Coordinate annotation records
-- start --

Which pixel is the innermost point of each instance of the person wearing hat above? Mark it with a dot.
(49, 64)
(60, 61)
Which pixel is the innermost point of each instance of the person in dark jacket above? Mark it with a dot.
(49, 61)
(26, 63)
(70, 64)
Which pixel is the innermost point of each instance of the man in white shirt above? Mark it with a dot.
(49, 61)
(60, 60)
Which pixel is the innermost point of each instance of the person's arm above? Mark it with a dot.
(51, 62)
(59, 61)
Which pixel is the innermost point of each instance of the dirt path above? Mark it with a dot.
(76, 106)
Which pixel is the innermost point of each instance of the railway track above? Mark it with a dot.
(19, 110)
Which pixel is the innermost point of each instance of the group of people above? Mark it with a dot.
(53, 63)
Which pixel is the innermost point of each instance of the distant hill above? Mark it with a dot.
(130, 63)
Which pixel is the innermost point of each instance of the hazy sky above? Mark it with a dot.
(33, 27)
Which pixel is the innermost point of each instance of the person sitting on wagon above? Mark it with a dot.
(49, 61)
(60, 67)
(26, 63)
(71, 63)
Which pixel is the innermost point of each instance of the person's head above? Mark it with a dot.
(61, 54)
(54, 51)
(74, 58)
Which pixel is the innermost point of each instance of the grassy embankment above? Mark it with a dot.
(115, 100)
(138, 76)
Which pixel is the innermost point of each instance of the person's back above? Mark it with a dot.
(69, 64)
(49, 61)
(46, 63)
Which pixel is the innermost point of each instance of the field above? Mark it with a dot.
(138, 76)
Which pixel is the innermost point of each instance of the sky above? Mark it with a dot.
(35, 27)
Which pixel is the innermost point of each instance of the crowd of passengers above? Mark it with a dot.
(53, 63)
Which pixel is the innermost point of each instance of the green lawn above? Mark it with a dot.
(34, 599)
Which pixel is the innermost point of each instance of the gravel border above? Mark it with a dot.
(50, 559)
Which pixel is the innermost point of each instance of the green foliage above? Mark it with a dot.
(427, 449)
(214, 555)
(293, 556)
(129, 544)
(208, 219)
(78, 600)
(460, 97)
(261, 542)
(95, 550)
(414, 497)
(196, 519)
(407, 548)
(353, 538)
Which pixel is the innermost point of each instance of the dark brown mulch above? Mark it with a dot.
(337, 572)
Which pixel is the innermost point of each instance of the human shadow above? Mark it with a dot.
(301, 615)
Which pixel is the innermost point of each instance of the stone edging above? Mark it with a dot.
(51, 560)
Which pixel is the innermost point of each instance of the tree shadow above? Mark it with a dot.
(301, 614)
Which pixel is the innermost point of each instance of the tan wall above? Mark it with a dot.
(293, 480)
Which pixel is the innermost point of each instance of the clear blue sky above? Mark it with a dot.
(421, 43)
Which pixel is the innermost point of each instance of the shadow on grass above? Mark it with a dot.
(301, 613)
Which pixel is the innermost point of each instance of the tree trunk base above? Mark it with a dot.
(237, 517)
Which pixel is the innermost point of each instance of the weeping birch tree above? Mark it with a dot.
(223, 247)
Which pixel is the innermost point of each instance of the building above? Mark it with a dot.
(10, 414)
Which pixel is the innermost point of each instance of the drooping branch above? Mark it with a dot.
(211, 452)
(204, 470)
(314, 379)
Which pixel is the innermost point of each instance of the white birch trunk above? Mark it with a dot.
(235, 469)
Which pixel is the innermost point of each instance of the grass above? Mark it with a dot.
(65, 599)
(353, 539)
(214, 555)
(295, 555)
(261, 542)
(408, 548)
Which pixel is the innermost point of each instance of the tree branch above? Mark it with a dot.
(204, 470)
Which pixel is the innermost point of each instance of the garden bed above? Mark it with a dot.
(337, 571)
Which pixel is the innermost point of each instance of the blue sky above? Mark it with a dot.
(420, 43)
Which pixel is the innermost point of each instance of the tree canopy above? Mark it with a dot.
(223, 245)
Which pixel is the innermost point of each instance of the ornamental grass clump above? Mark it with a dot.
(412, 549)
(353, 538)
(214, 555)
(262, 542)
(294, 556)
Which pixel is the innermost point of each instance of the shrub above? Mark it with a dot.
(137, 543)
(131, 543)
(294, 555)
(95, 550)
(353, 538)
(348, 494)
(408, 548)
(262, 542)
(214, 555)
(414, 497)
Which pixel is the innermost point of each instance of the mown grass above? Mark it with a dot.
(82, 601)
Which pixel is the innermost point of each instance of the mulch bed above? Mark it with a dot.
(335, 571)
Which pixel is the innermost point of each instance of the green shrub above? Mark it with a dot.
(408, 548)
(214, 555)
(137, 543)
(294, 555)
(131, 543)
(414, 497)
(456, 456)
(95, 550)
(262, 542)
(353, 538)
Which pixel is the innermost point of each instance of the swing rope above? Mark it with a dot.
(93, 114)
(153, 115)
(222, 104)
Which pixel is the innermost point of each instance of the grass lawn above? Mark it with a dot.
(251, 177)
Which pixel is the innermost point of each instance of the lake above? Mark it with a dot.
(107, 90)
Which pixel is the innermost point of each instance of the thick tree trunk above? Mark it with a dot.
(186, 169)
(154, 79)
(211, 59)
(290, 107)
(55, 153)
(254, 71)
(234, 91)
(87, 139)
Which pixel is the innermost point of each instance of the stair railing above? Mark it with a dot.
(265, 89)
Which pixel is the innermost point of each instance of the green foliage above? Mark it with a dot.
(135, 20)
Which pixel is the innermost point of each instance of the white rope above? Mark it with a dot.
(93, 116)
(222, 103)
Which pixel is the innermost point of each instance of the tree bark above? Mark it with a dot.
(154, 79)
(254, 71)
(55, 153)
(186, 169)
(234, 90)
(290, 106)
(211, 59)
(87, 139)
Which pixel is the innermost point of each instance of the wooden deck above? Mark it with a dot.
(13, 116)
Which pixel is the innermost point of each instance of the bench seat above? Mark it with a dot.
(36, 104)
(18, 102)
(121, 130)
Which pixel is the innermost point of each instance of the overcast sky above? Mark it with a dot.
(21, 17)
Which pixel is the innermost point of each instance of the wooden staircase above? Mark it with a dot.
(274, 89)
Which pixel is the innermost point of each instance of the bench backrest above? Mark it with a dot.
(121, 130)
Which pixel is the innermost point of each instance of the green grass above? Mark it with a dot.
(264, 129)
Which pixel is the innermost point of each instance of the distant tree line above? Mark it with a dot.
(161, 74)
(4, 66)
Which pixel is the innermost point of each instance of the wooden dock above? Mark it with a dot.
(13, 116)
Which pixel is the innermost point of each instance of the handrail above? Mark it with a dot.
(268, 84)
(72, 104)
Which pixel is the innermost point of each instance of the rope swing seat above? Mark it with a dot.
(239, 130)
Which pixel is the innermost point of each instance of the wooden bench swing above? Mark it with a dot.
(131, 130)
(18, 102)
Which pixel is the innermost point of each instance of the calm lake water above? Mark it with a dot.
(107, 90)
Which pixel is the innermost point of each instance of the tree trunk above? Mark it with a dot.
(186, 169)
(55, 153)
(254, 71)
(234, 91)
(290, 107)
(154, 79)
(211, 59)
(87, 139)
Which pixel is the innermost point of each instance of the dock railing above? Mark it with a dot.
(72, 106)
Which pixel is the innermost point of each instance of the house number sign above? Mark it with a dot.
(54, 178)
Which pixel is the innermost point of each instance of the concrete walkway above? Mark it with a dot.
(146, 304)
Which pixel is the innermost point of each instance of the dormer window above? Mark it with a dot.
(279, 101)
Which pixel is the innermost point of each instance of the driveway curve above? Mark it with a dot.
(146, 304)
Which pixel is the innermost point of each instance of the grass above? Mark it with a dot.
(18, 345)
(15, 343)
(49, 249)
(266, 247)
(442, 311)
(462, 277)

-- end --

Reproduce each record shown above without altering a single word.

Exercise response ::
Which pixel is the innermost point of each instance of the person wearing hat above? Mark it with a dot.
(49, 64)
(60, 61)
Which pixel is the innermost point of each instance of the person in dark jacket above? Mark it with a dot.
(49, 61)
(26, 63)
(70, 64)
Which pixel is the innermost point of each instance of the man in white shirt above? Mark it with a dot.
(49, 61)
(60, 60)
Which pixel is the innermost point of each instance of the person's arm above? Mark it with a dot.
(51, 62)
(59, 61)
Which pixel is the innermost point of each instance of the dirt path above? Mark it with a dot.
(76, 106)
Which pixel is the innermost point of each instance of the railway track above? Mark it with a dot.
(19, 110)
Which pixel is the innermost point of each instance of the group of people above? Mark it with a dot.
(53, 63)
Which pixel is the innermost point of each instance of the distant hill above? Mark it with a dot.
(130, 63)
Which pixel is the innermost point of each instance of the hazy sky above? Mark it with a dot.
(33, 27)
Which pixel is the innermost point of each instance of the person sitting on wagon above? Mark it with a dot.
(49, 61)
(60, 67)
(26, 63)
(71, 63)
Which pixel is the innermost point of each instance of the person's head above? Mark it with a dot.
(61, 54)
(54, 51)
(74, 58)
Which pixel is the innermost point of each instance of the grassy embankment above? Mark it with a dot.
(115, 100)
(138, 76)
Which pixel is the innermost point of each instance of the person's back above? Mark it with a dot.
(69, 64)
(49, 61)
(46, 63)
Which pixel is the innermost point of each instance of the field above? Mark it with a dot.
(138, 76)
Which pixel is the innermost point of each instance of the sky above? Mark it with a dot.
(35, 27)
Which pixel is the innermost point of each instance of the crowd of passengers above? Mark it with a dot.
(53, 63)
Which pixel is the innermost point of each instance of the green lawn above? Mark it with a dot.
(34, 599)
Which pixel is the innermost point of each instance of the gravel border above? Mark it with a dot.
(50, 559)
Which pixel is the innermost point of each instance of the green foliage above? Mark it with a dot.
(427, 449)
(214, 555)
(293, 556)
(129, 544)
(208, 219)
(78, 600)
(460, 97)
(261, 542)
(95, 550)
(414, 497)
(196, 519)
(407, 548)
(353, 538)
Which pixel is the innermost point of each instance of the dark brown mulch above? Mark it with a dot.
(337, 572)
Which pixel is the innermost point of each instance of the human shadow above? Mark it with a dot.
(301, 615)
Which pixel is the innermost point of each instance of the stone edging above? Mark it with a dot.
(51, 560)
Which pixel is the innermost point of each instance of the tree shadow above? Mark it with a dot.
(301, 614)
Which pixel is the innermost point of each instance of the tan wall above? Mark it with a dot.
(293, 480)
Which pixel is the innermost point of each instance of the clear blue sky above? Mark it with a dot.
(421, 43)
Which pixel is the innermost point of each instance of the shadow on grass above? Mark it with a dot.
(301, 613)
Which pixel is the innermost point of each instance of the tree trunk base above? Mark it with a dot.
(237, 517)
Which pixel is the innermost point of each instance of the weeping birch tree above? Mark it with a dot.
(223, 247)
Which pixel is the innermost point of each instance of the building above? Mark it with a dot.
(10, 414)
Which pixel is the innermost point of each instance of the drooping branch above? Mark it with a dot.
(211, 452)
(204, 470)
(314, 379)
Which pixel is the innermost point of each instance of the white birch trunk above? Mark it with a dot.
(235, 469)
Which pixel is the innermost point of each instance of the grass above? Mark it with a dot.
(65, 599)
(353, 539)
(214, 555)
(295, 555)
(261, 542)
(408, 548)
Which pixel is the innermost point of each instance of the tree branch above? Mark it with a dot.
(204, 470)
Which pixel is the innermost point of each instance of the garden bed above? Mark it with a dot.
(337, 571)
Which pixel is the innermost point of each instance of the blue sky above? Mark it with a dot.
(420, 43)
Which pixel is the innermost point of each instance of the tree canopy above? Mark it with a dot.
(223, 245)
Which pixel is the innermost point of each instance of the ornamental grass clump above? Mark it with a dot.
(412, 549)
(353, 538)
(214, 555)
(262, 542)
(294, 556)
Which pixel is the innermost point of each instance of the shrub above? Mark it with a dot.
(137, 543)
(131, 543)
(294, 555)
(95, 550)
(353, 538)
(348, 494)
(408, 548)
(262, 542)
(214, 555)
(414, 497)
Which pixel is the innermost point of each instance of the mown grass above? Mark it with a dot.
(82, 601)
Which pixel is the innermost point of each instance of the mulch bed above? Mark it with a dot.
(335, 571)
Which pixel is the innermost point of each instance of the green shrub above? Mark it with a dot.
(408, 548)
(214, 555)
(137, 543)
(294, 555)
(131, 543)
(414, 497)
(456, 456)
(95, 550)
(262, 542)
(353, 538)
Which pixel is the innermost point of each instance of the swing rope above? Mark it with a dot.
(93, 114)
(153, 115)
(222, 104)
Which pixel is the innermost point of each instance of the grass lawn above? Mark it with a dot.
(251, 177)
Which pixel is the innermost point of each instance of the lake above? Mark it with a dot.
(107, 90)
Which pixel is the innermost point of each instance of the thick tree trunk above? Mark it with a dot.
(186, 169)
(154, 79)
(211, 59)
(290, 107)
(55, 153)
(254, 71)
(234, 91)
(87, 139)
Which pixel is the innermost point of each instance of the stair railing above? Mark it with a dot.
(265, 89)
Which pixel is the innermost point of each instance of the green foliage above? Mark it with a dot.
(135, 20)
Which pixel is the innermost point of each instance of the white rope above? Mark it with a dot.
(93, 116)
(222, 103)
Which pixel is the innermost point of each instance of the tree bark above? Mark it with a dot.
(154, 79)
(254, 71)
(55, 153)
(186, 169)
(234, 90)
(290, 106)
(211, 59)
(87, 139)
Which pixel is the innermost point of each instance of the wooden deck above? Mark it with a dot.
(13, 116)
Which pixel is the innermost point of each instance of the bench seat above? Mark it with a dot.
(36, 104)
(18, 102)
(121, 130)
Which pixel is the innermost point of each instance of the overcast sky above? Mark it with a dot.
(21, 17)
Which pixel is the innermost point of each instance of the wooden staircase above? Mark it with a dot.
(274, 89)
Which pixel is the innermost point of each instance of the bench backrest above? Mark it with a dot.
(121, 130)
Which pixel is the innermost point of each instance of the green grass above? Mark it with a dot.
(264, 129)
Which pixel is the innermost point of each instance of the distant tree line above? Mark it with a dot.
(161, 74)
(4, 66)
Which pixel is the innermost point of each instance of the wooden dock above? Mark it with a dot.
(13, 116)
Which pixel is the innermost point of each instance of the handrail above? Mark it with a dot.
(268, 84)
(72, 104)
Which pixel is the innermost point of each instance of the rope swing seat above? Mark it with a dot.
(239, 130)
Which pixel is the innermost point of each instance of the wooden bench swing above? Mark it with a dot.
(131, 130)
(18, 102)
Which pixel is the innermost point of each instance of the calm lake water above? Mark it with a dot.
(107, 90)
Which pixel is the innermost point of each instance of the tree trunk above? Mark it with a dot.
(186, 169)
(55, 153)
(254, 71)
(234, 91)
(290, 107)
(154, 79)
(211, 59)
(87, 139)
Which pixel is the innermost point of each instance of the dock railing above? Mark it with a dot.
(72, 106)
Which pixel is the innermost point of each instance of the house number sign above? Mark it with a dot.
(54, 178)
Which pixel is the innermost point of each instance of the concrete walkway above? Mark it with a dot.
(146, 304)
Which pixel is the innermost point of each instance of the dormer window above? Mark it with a dot.
(279, 101)
Which pixel is the innermost point of each instance of the driveway curve above? Mark it with a dot.
(146, 304)
Which pixel is the innermost point of each instance of the grass above? Mark it with a dot.
(18, 345)
(15, 343)
(49, 249)
(266, 247)
(442, 311)
(462, 277)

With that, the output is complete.